_Exercise directions_. Reproduce each line of the listing exactly.
--- BEGIN ---
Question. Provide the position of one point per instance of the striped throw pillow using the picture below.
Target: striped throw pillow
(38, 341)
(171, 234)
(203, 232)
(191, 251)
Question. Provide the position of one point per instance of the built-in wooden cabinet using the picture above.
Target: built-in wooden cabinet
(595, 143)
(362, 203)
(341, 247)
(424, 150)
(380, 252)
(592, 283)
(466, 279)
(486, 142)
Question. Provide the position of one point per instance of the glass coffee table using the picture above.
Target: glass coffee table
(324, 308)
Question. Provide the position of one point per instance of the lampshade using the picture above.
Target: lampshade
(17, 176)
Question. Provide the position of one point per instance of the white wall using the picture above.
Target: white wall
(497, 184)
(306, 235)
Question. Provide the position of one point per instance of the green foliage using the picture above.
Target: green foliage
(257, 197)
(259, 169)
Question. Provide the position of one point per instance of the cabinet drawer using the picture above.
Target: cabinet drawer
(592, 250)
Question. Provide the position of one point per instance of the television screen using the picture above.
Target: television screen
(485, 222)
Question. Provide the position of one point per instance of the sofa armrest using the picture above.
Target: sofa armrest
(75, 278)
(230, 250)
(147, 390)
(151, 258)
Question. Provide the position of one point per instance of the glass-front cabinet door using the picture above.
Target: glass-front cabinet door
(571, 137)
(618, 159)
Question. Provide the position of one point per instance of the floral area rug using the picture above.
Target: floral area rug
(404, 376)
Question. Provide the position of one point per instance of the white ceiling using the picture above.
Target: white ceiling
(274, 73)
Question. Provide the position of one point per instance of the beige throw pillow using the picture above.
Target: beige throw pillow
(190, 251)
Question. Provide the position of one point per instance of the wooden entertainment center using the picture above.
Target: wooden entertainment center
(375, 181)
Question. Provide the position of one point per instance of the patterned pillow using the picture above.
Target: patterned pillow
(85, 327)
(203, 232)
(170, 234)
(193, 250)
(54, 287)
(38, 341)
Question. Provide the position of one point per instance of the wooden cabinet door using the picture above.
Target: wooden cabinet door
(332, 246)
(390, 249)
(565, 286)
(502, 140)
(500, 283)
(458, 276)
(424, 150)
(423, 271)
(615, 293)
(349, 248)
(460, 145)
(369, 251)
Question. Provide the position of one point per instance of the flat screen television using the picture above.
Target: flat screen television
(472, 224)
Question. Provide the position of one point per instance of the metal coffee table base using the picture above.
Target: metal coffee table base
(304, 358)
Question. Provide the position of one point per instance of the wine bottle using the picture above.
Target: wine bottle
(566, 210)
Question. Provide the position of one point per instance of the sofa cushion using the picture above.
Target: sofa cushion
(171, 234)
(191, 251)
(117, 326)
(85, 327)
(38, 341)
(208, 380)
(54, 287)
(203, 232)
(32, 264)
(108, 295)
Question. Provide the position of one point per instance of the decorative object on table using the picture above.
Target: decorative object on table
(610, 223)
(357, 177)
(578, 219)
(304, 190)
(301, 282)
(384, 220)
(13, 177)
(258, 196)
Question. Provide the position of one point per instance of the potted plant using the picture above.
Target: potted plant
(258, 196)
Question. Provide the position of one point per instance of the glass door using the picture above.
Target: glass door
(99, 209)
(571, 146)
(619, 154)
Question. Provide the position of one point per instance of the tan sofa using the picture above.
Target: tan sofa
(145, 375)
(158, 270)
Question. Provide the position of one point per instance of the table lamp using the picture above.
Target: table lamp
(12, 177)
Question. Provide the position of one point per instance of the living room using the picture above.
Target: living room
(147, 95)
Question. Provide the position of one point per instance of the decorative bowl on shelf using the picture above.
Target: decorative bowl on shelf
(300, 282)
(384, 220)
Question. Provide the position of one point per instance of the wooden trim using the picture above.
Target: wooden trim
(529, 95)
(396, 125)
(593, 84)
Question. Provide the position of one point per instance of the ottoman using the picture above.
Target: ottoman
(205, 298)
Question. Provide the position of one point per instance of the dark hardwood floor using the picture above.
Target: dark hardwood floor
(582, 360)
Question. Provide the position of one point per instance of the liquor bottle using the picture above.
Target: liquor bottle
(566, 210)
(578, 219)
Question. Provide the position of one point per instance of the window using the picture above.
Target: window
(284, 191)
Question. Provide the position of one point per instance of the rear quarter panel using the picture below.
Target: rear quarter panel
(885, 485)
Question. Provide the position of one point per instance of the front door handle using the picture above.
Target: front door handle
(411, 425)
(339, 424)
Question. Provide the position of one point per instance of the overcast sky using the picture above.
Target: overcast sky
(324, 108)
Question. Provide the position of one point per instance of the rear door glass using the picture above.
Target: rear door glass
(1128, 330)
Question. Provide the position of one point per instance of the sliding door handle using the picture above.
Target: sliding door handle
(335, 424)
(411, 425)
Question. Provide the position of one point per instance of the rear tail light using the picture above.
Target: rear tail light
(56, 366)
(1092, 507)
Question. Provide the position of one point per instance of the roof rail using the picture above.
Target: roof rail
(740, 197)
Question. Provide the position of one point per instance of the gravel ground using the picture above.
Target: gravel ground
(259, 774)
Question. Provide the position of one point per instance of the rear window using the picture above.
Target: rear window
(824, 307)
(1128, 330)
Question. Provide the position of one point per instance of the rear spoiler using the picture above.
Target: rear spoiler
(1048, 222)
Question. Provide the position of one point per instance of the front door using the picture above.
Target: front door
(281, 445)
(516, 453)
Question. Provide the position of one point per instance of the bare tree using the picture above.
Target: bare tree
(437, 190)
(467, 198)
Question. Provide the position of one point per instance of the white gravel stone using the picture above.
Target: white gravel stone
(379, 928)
--- END ---
_Solved problem_.
Question. Provide the position of one point per instance of the striped throw pillow using the picture below.
Target: striped throw pillow
(38, 341)
(171, 234)
(203, 232)
(191, 251)
Question. Provide the position of one point per instance of the built-in wooden cabinet using the picture above.
Target: built-in wooden cabinet
(595, 143)
(362, 203)
(341, 247)
(424, 150)
(380, 252)
(592, 283)
(466, 279)
(486, 142)
Question. Provide the position of one point per instance of the glass coffee table using the picture above.
Target: glass coffee table
(324, 308)
Question. Provide the position of one point per instance of the lampshade using the picture above.
Target: lampshade
(17, 176)
Question. Provide the position of one point per instance of the white wall using the picture above.
Target: white wall
(497, 184)
(306, 235)
Question. Provide the position of one point per instance of the green foliage using the picture above.
Target: green foliage
(257, 197)
(259, 169)
Question. Provide the position of one point per instance of the cabinet drawer using the picture above.
Target: cabinet drawer
(592, 250)
Question. Provide the position of one point per instance of the television screen using the picture above.
Target: television screen
(485, 222)
Question. Provide the position of one point per instance of the sofa armrest using the picture above.
Target: sofa armrest
(75, 278)
(230, 250)
(147, 390)
(151, 258)
Question. Provide the position of one point per instance of the glass-front cabinet door using the picture above.
Target: glass-front cabinet door
(571, 137)
(618, 159)
Question. Provide the position of one point per instance of the floral area rug using the picture above.
Target: floral area rug
(404, 376)
Question. Provide the position of one point per instance of the white ceiling using the picture above.
Target: white ceiling
(274, 73)
Question. Provide the position of one point per instance of the beige throw pillow using the picture above.
Target: beige throw pillow
(190, 251)
Question. Provide the position of one point per instance of the wooden entertainment center using the picture above.
Target: wooden entertainment center
(375, 181)
Question. Provide the position of one point per instance of the patterned pillow using the picture above.
Target: patterned pillow
(85, 327)
(203, 232)
(170, 234)
(193, 250)
(54, 287)
(38, 341)
Question. Provide the position of one point per instance of the wooden cabinet door using the picture above.
Target: wooden cabinet door
(332, 246)
(390, 249)
(565, 286)
(502, 140)
(500, 283)
(458, 276)
(424, 150)
(423, 271)
(615, 293)
(349, 248)
(460, 145)
(369, 251)
Question. Provide the position of one point per instance of the flat screen television using the picture above.
Target: flat screen television
(472, 224)
Question. Provide the position of one point per instance of the metal coffee table base using the picture above.
Target: metal coffee table base
(304, 358)
Question. Provide the position of one point per instance of the wine bottle using the picture above.
Target: wine bottle
(566, 210)
Question. Provide the position of one point per instance of the sofa cushion using the picture above.
Target: sofa cushion
(171, 234)
(191, 251)
(117, 326)
(85, 327)
(38, 341)
(208, 380)
(54, 287)
(203, 232)
(32, 264)
(108, 295)
Question. Provide the position of one point per instance of the decorative object on table using the picture above.
Target: decorative object on table
(610, 223)
(357, 177)
(578, 219)
(304, 190)
(301, 282)
(384, 220)
(13, 177)
(258, 196)
Question. Provide the position of one point per instance of the potted plant using the picture above.
Target: potted plant
(258, 196)
Question. Provide the position of one point per instance of the glass door using the picture above.
Target: glass door
(99, 209)
(571, 146)
(619, 154)
Question. Provide the position of one point per instance of the tan sofa using the picture above.
Target: tan sofa
(145, 375)
(158, 270)
Question. Provide the position of one point per instance of the table lamp using the picture above.
Target: table lamp
(12, 177)
Question. Provide the position of one point per instance of the living room using the picture above.
Target: living room
(147, 95)
Question. Provide the position of one point per instance of the decorative bowl on shelf using the picture above.
Target: decorative bowl on shelf
(300, 282)
(384, 220)
Question. Provide the position of one point per instance of the wooden trim using the picture above.
Target: wooden trim
(529, 95)
(396, 125)
(593, 84)
Question. Provide the position of one point per instance of the ottoman using the picture above.
Target: ottoman
(205, 298)
Question. Provide the position of one point per instance of the dark hardwood floor using the picture above.
Target: dark hardwood floor
(582, 360)
Question. Provide the position of one point per instance of the liquor bottle using the picture above.
Target: liquor bottle
(566, 210)
(578, 219)
Question. Provide the position of one point per instance of the window using the picture above.
Target: window
(284, 191)
Question. Provide the position of one point per instance of the rear quarter panel using the picture below.
Target: rear quarter panel
(885, 485)
Question. Provide the position of one point per instance of the front door handle using the picture above.
Target: front door handle
(411, 425)
(339, 424)
Question. Provide the position of one point per instance of the overcast sky using the picture above.
Target: overcast sky
(324, 108)
Question. Provide the position of one point per instance of the rear door glass using the picture above.
Target: rear door glass
(1128, 330)
Question. Provide the position of one point per instance of the sliding door handle using the picture above.
Target: sliding door handle
(335, 424)
(411, 425)
Question. Provide the position of one point per instance of the rear tail light using the picture above.
Target: rear tail light
(56, 366)
(1092, 507)
Question. Provide the position of one point per instance of the roof rail using the picture above.
Target: roof rail
(740, 197)
Question. Provide the position of one point per instance of the gravel ground using the picture above.
Target: gravel ground
(259, 774)
Question. Provide the position of one point per instance of the rear window using the picture above.
Target: rear window
(824, 307)
(1128, 330)
Question. Provide the position of one point per instance of the rear spoiler using the picture above.
Target: rear spoiler
(1048, 222)
Question. Provide the position of one point per instance of the front door using the picture above.
Target: front door
(281, 445)
(516, 453)
Question. Provide the position of one point per instance of the bare tree using the picture above.
Target: bare tree
(437, 190)
(467, 198)
Question. Provide the position of one point per instance of the white gravel stone using the picture above.
Target: white gravel stone
(379, 928)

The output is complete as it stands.